## Compiti da svolgere
1. Rispondi a queste domande sull'articolo dedicato al profilo digitale che Google costruisce dei suoi utenti:
(a) Da quale punto dello schermo si accede alla pagina "Account personale"?
(b) In quale menu si trova quella che l'articolo chiama "la vera sorpresa"?
(c) Quanti sono gli interessi elencati nella sezione "Personalizzazione degli annunci"?
2. Prosegui l'articolo sul profilo digitale che Google costruisce dei suoi utenti, partendo dalla frase con cui termina.

## Articolo
++++++++++

Ognuno di noi ha un suo alter ego virtuale. Nel migliore dei casi è un numero di cui gli inserzionisti e le piattaforme conoscono età, sesso, preferenze commerciali, culturali, sessuali, abitudini, localizzazione e spostamenti. Scoprire come è fatto è abbastanza semplice. Spulciando gli archivi e le condizioni d’uso, per esempio, il profilo di chi scrive è molto dettagliato: tra i 24 e i 35 anni, donna, con centinaia e ben determinate preferenze, che ha visitato almeno 159 posti, che abita in uno e che lavora in un altro, che si sposta a piedi, che fa poco sport, che ama ascoltare questa determinata musica e vedere un certo tipo di serie tv a una certa ora.
Google, basta una email
Ti conosce meglio di una segretaria
Il viaggio inizia nell’archivio di Google. Chi usa una email di Gmail, il servizio di posta elettronica, ha inevitabilmente attivato un account che dà accesso a decine di altri servizi, dall’archivio di foto e documenti. Le informazioni sono nella pagina “Account personale” a cui si accede dai quadratini in alto a destra dello schermo. Nella parte sulla sicurezza scopro che Google conosce con quali dispositivi mi sono collegata all’account e quando: marchio, modello, quelli ancora associati. Il fine è aiutare l’utente a tenere sotto controllo gli accessi, scoprire e impedire movimenti non autorizzati.
Dove, come, quando e finanche perché
La vera sorpresa, però, è nel menu “Gestisci le tue attività”. Qui (io che ho attive tutte le opzioni ma non ricordo il momento in cui ho dato l’approvazione) scopro un archivio sulle mie abitudini. Nella sezione “Personalizzazione degli annunci” c’è l’elenco dei miei interessi, catalogati tenendo traccia di tutte le ricerche e della navigazione online con il browser Google Chrome e le app collegate a Google. Sono settanta: “Cibi e bevande”, “Abbigliamento casual”, “Finanza aziendale”, “Cani”. Posso cancellarli o aggiungerne di nuovi. Google mi avvisa che la mia profilazione è costante, si aggiorna anche in base ai video che vedo su Youtube per fare in modo che i risultati delle mie ricerche siano migliori, cuciti addosso alle mie esigenze, così come gli annunci pubblicitari che vedo. Scopro di avere attiva anche la cronologia delle posizioni: ogni volta che il Gps del telefono è acceso, Google incamera posizioni e spostamenti. Lo fa da anni, i viaggi e i luoghi in cui sono stata (almeno 159 dice Google) sono puntini rossi sulla mappa. Dettagliati: orario, tempo di spostamento, il mezzo, la velocità. E poi il calendario, gli appuntamenti segnati, i biglietti aerei e dei treni, i contatti, le foto scattate con annesso luogo e orario. Google sa tutto, gli ho dato il permesso.

++++++++++

(Voci di dati archiviate)

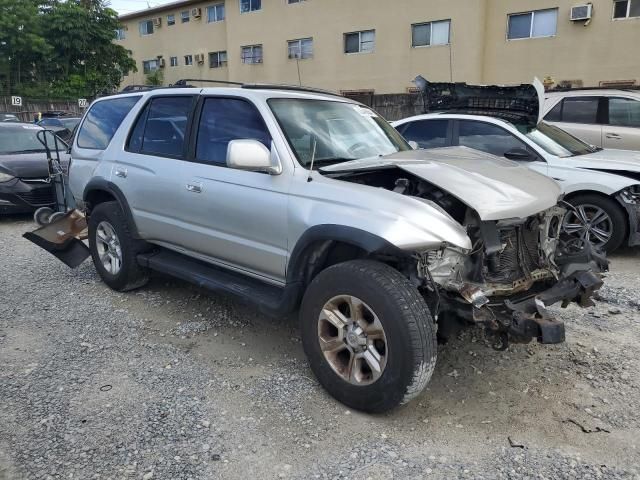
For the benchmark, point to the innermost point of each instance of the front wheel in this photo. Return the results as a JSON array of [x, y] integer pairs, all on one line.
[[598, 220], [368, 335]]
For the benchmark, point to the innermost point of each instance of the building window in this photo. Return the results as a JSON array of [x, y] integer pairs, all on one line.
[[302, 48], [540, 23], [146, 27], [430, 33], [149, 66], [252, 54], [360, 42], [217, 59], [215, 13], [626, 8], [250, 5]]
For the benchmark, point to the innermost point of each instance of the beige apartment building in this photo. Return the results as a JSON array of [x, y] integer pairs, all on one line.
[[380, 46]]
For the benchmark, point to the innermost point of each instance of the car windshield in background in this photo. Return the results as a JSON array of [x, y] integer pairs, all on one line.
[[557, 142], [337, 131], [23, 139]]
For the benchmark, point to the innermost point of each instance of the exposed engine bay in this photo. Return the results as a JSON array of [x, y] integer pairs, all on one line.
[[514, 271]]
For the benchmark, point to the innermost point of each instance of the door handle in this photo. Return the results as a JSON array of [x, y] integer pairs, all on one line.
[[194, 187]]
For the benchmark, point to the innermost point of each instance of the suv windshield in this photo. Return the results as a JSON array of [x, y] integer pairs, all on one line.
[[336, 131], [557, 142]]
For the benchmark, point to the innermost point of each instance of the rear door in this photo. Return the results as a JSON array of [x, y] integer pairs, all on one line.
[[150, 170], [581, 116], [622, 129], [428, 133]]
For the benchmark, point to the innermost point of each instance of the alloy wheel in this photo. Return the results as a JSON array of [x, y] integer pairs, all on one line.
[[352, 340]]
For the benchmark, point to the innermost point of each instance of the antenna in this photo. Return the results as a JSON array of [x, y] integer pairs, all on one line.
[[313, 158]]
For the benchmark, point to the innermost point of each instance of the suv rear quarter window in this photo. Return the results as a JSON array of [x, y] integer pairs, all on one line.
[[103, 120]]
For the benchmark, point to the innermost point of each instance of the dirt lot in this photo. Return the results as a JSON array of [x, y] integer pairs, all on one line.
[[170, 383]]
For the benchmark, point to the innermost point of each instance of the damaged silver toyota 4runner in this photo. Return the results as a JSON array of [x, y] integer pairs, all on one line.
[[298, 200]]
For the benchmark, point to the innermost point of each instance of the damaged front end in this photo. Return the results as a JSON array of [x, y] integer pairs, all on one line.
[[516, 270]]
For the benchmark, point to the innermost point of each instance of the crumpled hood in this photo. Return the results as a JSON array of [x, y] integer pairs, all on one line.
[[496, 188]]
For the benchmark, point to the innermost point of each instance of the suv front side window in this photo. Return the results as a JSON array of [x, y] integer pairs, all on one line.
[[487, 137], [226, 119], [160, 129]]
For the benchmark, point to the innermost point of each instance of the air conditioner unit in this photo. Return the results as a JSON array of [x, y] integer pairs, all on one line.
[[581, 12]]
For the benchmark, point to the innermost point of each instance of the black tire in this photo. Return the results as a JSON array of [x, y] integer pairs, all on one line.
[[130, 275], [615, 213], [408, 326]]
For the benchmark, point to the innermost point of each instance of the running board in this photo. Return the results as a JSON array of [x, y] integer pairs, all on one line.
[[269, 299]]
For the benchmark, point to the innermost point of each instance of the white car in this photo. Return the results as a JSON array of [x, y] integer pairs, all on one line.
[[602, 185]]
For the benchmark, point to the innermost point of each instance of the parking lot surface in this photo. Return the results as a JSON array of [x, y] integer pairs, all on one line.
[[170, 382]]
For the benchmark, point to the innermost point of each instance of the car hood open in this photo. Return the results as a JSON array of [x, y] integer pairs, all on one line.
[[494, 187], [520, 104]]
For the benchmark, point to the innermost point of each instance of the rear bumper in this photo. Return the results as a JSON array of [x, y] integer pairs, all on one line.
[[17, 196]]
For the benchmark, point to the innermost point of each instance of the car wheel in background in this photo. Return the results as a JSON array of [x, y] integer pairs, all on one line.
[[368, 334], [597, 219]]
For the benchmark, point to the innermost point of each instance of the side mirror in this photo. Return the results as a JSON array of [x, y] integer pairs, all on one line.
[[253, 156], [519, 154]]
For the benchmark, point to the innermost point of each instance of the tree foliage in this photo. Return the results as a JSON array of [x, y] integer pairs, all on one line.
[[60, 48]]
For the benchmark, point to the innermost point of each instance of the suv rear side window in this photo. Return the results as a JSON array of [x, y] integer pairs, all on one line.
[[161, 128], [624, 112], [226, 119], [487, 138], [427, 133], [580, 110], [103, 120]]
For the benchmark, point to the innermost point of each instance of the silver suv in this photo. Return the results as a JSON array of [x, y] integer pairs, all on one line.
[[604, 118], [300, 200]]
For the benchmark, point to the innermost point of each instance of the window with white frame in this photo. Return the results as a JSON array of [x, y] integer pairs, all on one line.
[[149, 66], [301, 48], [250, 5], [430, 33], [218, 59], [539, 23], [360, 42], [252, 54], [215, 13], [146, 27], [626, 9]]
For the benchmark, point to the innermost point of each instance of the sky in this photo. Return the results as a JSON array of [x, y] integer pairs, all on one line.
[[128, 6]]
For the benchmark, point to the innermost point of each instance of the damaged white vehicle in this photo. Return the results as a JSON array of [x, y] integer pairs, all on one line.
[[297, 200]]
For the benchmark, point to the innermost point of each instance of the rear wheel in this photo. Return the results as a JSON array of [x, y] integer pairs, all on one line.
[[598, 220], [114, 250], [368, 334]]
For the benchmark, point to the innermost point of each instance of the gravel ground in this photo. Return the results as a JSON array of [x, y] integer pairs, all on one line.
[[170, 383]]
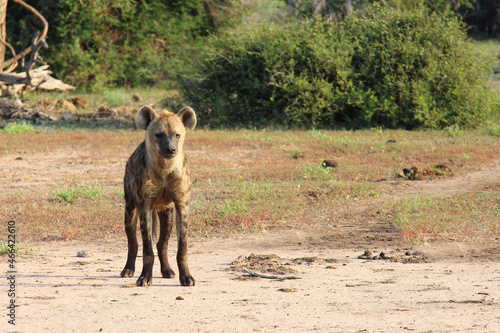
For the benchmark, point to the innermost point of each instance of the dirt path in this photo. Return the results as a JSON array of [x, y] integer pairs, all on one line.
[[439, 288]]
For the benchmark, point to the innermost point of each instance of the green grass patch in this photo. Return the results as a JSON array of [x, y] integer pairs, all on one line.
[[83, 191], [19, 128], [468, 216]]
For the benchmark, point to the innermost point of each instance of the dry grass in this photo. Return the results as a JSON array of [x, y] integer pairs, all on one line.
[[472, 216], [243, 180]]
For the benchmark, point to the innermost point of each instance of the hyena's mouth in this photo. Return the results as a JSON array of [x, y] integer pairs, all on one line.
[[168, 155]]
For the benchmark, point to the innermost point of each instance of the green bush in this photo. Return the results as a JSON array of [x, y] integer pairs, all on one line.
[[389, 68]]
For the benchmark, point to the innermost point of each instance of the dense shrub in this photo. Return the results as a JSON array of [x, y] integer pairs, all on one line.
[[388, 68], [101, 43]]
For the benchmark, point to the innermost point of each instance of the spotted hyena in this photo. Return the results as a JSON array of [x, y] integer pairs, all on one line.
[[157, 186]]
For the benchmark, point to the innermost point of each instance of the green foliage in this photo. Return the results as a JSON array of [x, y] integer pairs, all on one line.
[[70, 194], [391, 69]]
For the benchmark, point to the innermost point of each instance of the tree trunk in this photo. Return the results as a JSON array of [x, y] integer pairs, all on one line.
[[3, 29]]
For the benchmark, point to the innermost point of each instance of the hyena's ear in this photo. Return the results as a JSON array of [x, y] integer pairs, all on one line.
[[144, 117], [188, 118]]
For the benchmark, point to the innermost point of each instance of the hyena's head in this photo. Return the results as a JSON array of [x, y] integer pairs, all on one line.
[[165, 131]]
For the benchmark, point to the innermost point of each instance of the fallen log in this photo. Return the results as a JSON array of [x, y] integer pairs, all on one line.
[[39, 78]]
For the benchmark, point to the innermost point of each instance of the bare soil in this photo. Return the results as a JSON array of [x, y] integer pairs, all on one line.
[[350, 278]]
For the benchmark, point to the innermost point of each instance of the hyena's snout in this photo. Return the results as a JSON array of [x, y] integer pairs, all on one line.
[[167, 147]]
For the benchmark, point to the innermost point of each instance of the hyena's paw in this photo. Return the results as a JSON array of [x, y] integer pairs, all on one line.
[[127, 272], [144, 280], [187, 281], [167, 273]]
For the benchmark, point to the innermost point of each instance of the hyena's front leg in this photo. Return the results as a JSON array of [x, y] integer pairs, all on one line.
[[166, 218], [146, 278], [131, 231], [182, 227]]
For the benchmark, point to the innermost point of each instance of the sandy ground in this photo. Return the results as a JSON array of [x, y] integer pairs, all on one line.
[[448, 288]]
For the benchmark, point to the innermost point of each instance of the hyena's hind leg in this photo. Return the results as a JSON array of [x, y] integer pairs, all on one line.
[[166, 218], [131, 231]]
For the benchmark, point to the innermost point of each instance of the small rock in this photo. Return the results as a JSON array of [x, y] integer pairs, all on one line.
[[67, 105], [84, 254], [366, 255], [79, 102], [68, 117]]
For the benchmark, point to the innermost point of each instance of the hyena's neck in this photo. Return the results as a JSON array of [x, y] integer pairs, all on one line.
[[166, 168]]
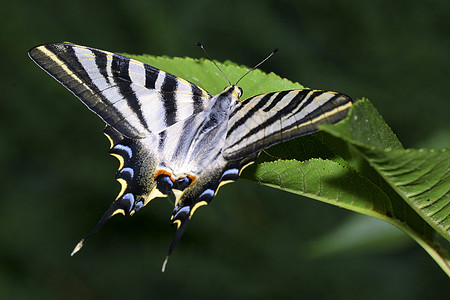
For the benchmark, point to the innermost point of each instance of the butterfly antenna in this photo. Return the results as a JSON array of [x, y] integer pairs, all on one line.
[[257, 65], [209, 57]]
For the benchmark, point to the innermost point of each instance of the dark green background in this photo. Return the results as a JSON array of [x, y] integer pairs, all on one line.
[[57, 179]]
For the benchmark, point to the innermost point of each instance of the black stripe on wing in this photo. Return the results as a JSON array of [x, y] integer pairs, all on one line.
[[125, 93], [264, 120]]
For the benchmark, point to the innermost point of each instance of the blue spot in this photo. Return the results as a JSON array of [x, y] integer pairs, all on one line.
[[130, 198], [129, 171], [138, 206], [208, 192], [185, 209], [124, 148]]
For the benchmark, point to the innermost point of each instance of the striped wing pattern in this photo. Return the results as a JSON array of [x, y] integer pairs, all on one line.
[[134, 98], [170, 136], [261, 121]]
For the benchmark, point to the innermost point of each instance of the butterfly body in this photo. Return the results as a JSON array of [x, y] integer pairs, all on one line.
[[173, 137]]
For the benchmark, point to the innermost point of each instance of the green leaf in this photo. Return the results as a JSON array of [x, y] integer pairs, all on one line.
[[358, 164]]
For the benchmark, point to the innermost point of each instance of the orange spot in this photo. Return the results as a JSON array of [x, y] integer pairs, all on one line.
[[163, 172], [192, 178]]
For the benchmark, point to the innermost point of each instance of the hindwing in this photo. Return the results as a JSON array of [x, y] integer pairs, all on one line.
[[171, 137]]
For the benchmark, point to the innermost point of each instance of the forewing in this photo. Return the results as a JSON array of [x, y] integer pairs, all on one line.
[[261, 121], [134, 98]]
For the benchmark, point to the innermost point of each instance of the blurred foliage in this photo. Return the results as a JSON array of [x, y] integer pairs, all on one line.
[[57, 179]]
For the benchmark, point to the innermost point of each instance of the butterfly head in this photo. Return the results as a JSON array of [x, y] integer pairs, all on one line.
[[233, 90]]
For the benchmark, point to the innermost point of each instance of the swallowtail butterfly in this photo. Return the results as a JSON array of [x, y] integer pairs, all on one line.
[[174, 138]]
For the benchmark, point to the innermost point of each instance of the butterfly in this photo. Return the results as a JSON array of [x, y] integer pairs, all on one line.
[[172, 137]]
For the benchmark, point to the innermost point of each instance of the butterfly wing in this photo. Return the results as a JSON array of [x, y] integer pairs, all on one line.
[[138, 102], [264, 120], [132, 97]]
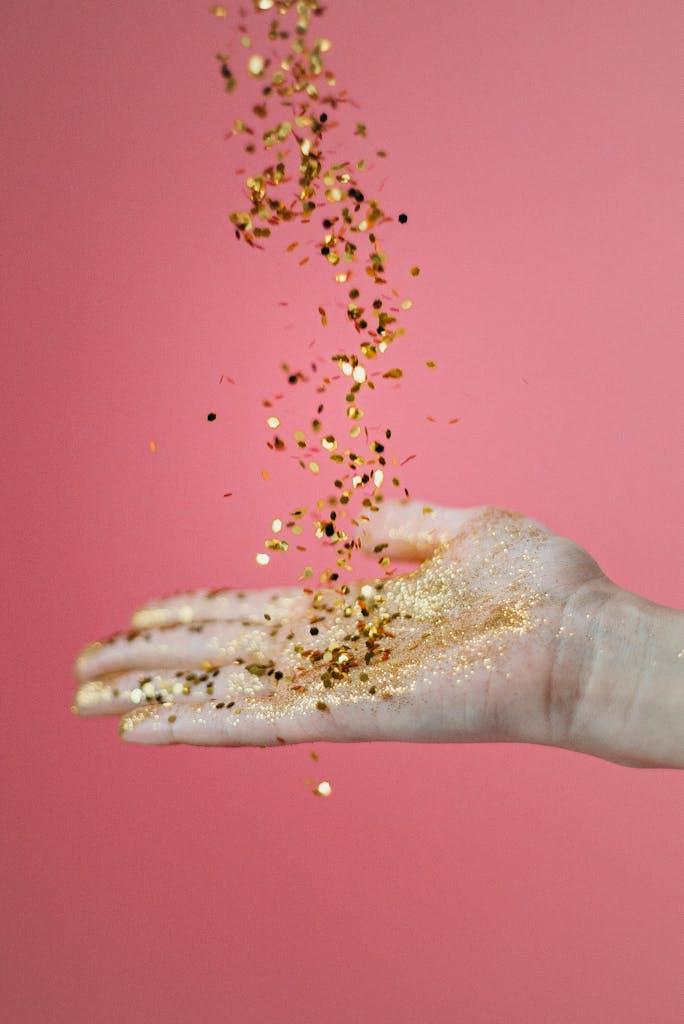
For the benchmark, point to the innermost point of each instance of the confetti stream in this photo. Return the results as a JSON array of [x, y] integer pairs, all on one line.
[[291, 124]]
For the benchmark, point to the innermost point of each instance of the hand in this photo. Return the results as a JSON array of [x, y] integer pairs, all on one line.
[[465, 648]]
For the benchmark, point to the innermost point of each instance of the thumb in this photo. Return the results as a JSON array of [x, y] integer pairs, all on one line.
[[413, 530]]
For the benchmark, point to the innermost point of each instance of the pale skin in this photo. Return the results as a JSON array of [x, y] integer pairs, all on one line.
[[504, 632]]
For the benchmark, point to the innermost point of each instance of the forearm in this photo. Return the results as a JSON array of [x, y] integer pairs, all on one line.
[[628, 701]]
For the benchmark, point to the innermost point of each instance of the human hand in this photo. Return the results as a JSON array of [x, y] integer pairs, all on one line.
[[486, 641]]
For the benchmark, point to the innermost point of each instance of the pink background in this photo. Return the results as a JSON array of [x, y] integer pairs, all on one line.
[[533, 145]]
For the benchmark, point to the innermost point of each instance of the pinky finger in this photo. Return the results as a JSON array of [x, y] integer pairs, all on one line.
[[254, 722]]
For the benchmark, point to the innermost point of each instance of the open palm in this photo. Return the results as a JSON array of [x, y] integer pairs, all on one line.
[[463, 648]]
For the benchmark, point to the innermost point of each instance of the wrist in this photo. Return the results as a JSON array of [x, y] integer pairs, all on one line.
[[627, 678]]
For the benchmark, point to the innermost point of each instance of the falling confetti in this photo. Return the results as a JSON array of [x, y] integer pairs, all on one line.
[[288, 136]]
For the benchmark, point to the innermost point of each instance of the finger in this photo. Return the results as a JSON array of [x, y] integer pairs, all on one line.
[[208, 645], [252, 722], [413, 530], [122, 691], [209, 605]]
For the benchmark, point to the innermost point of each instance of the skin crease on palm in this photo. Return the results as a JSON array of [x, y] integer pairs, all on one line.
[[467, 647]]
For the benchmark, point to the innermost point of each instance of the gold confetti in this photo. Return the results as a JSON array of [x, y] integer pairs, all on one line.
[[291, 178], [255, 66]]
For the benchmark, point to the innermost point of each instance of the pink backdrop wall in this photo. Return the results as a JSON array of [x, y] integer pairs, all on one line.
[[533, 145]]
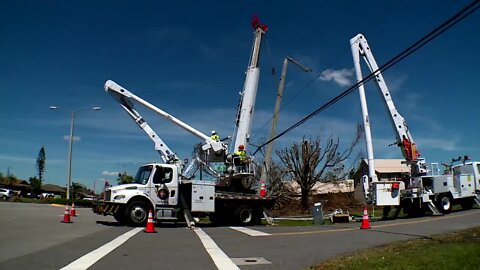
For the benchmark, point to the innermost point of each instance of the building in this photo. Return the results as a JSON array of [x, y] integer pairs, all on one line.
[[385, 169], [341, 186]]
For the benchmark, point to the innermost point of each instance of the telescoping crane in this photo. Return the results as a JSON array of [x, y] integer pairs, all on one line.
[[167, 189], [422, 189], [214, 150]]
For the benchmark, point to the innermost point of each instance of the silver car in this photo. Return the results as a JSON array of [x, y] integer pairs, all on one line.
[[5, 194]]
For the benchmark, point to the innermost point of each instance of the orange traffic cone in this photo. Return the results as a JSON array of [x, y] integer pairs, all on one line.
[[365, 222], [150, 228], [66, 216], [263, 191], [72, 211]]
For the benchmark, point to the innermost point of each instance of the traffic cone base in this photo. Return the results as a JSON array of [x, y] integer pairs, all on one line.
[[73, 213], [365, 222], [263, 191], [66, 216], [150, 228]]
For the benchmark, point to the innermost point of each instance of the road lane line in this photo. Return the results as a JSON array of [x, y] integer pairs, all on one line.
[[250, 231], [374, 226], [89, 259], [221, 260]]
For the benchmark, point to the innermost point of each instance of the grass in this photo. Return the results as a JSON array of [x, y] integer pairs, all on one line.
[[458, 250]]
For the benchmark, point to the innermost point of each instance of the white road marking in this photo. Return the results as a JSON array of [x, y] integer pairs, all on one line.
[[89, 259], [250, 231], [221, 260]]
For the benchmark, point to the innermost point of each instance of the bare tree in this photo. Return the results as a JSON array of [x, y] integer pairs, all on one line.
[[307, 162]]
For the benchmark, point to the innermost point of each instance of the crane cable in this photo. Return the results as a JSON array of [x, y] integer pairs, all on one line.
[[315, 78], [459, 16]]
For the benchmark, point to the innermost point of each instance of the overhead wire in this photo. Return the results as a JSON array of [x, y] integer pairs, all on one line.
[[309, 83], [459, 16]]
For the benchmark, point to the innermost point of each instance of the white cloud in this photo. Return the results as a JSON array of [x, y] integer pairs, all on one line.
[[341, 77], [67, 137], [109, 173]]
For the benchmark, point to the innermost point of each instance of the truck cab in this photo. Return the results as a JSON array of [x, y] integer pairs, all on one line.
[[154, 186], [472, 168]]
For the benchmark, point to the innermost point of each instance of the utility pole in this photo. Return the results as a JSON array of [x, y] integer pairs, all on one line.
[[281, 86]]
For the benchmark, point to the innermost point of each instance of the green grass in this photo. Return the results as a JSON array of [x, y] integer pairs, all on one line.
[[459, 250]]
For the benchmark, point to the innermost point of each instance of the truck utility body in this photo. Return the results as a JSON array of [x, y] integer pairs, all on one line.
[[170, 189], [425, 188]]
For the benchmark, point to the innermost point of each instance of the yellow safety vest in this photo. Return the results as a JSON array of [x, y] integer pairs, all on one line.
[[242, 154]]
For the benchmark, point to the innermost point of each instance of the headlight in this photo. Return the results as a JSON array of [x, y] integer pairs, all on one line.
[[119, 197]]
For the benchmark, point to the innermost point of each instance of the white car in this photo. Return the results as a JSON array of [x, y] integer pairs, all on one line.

++++++++++

## Risultati per compito
1.
(a) Dai quadratini in alto a destra dello schermo.
(b) Nel menu "Gestisci le tue attività".
(c) Sono settanta.

2.
A cosa servono e la via d’uscita
Ma cosa se ne fa Google di questi dati? Perfeziona il servizio e ‘nutre’ gli inserzionisti, una potenziale platea di due milioni tra siti e collaboratori. “Google – si legge nelle pagine sulla privacy – è una delle oltre cento reti pubblicitarie online. Tali reti svolgono due attività principali: Pubblicano annunci nei siti web e nelle app dei publisher, aiutandoli a mantenere i propri contenuti gratuiti. Consentono agli inserzionisti, dalle grandi aziende all’idraulico locale, di creare annunci che possano essere pubblicati su tali siti web e app”. Per fortuna, però, nell’Account Personale ci sono le opzioni per cancellare e disattivare i dati e la loro raccolta.
Amazon sa cosa vuoi
Il personal shopper che non ti dice cos’ha
Ogni giorno, i “Consigli per gli acquisti di Amazon”, mi ricordano che ho cercato ma poi non ho comprato il pacco da un chilo di caramelle per il dispenser che ho sulla scrivania. Poi mi propongono di ampliare il mio parco giochi da tavolo con l’ultima offerta e la mia libreria con l’ultimo saggio sui temi che ho ricercato. “I dati – spiega Amazon – servono per gestire gli ordini, fornire prodotti e servizi, elaborare pagamenti, comunicare con l’utente, aggiornare i registri e, in genere, gestire l’account, mostrare contenuti e consigliare prodotti e servizi che potrebbero essere di interesse”. Ma quali dati prendono? Se si prova a cliccare sul link “Clicca qui per vedere gli esempi dei dati che usiamo” contenuto nell’informativa sulla privacy, il sito mi rispedisce sulla pagina che sto già guardando.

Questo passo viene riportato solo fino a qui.